> [Texto del documento]:
....................

El riesgo de ser portador de COVID-19

FOTO: MAGDALENA MONTIEL / CUARTOSCURO.COM

Hace dos semanas me convertí en madre por tercera vez. Tenía la expectativa de que sería un parto sin contratiempos, a pesar de los respectivos ajustes por la pandemia. Sin embargo, en la semana 36 de gestación junto con unas contracciones prematuras llegó un periodo de incertidumbre totalmente inesperado, que me dejó ver algunas carencias serias de la respuesta de nuestro sistema de salud.

Las contracciones fueron una falsa alarma, pero lograron que adelantaran la prueba rápida de COVID-19 que me pedía el hospital como parte del protocolo. Para mi sorpresa, ésta salió positiva sin tener ni un solo síntoma. Tras ese resultado, solicité la prueba para todos los habitantes de mi casa quienes también resultaron positivos y asintomáticos.

En mi caso, era difícil definir en qué etapa de la enfermedad estaba. La baja carga viral y la falta de síntomas podrían ser reflejo del principio o del fin del padecimiento, cada escenario con implicaciones diferentes para el parto. Así que me mandaron a realizar una serie de estudios de sangre y una tomografía de tórax para descartar señales de deterioro en mi cuerpo.

Todo salió normal, así que la recomendación de los doctores que analizaron mi caso (un ginecólogo, un internista, un infectólogo y un neonatólogo) fue permanecer en reposo apostando a que la prueba saliera negativa antes de que naciera la bebé. Tres semanas y cuarto pruebas después, así fue.

¿En dónde me contagié? Imposible saberlo a ciencia cierta. A pesar de llevar una cuarentena relativamente estricta desde mediados de marzo, por causas de fuerza mayor tuve contacto con dos personas que tuvieron COVID-19. Sin embargo, el día que me hice la primera prueba habían pasado 18 días de haberlas visto.

Además, aunque el primero de abril se anunció de forma oficial que las embarazadas no tendríamos que hacer personalmente el trámite de maternidad en el IMSS , la clínica familiar que me corresponde no le recibió los documentos a mi esposo y me hizo acudir dos veces por diferentes burocracias. Más aún, debido a que el escritorio virtual no servía para dar de alta mi CLABE, también tuve que ir al banco.

Más allá de la incertidumbre y la presión de esos días, mi historia tiene un final feliz. Desafortunadamente, hay por lo menos 10,167 familias (al primero de junio) de quienes han fallecido por la COVID-19 que no pueden decir lo mismo. Por ello, las fallas en el sistema de salud y en el manejo de la pandemia cobran suma relevancia.

Primero, la falta de pruebas masivas es muy preocupante en un país que a partir de este mes buscará regresar a la “nueva normalidad”. Si a mí no me hubieran detectado a tiempo, pude haber contagiado a todo el personal de salud que me atendió durante el parto y la hospitalización, así como al resto de pacientes internados.

....................

> [Extractos de registros]:
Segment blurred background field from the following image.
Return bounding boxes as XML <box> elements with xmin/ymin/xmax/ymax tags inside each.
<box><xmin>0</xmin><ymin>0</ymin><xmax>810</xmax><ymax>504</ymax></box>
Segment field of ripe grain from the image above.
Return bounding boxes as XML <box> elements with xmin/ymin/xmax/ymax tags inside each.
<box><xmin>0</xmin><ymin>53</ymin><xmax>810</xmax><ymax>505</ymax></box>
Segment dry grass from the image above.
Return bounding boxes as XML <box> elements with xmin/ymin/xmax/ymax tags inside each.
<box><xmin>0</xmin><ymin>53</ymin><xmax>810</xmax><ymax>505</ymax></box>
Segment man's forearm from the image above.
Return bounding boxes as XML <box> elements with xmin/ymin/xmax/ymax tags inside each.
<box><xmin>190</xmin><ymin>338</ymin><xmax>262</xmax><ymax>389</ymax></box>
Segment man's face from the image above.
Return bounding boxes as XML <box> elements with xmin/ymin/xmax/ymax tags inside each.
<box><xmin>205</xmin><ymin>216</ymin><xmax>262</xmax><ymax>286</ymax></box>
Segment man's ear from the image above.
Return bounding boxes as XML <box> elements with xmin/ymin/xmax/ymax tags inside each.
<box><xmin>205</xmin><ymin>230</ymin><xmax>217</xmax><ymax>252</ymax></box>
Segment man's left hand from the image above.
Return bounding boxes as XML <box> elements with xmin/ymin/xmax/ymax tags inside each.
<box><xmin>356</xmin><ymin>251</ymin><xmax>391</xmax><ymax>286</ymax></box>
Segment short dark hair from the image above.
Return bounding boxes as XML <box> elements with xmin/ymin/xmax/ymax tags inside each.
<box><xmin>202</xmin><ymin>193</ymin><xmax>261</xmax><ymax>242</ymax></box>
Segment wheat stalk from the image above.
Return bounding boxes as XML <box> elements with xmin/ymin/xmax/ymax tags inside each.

....................

Reproduce sin cambios el fragmento del texto sobre el riesgo de ser portador de COVID-19 que comienza en "Más allá de" y termina en "cobran suma relevancia.".

Más allá de la incertidumbre y la presión de esos días, mi historia tiene un final feliz. Desafortunadamente, hay por lo menos 10,167 familias (al primero de junio) de quienes han fallecido por la COVID-19 que no pueden decir lo mismo. Por ello, las fallas en el sistema de salud y en el manejo de la pandemia cobran suma relevancia.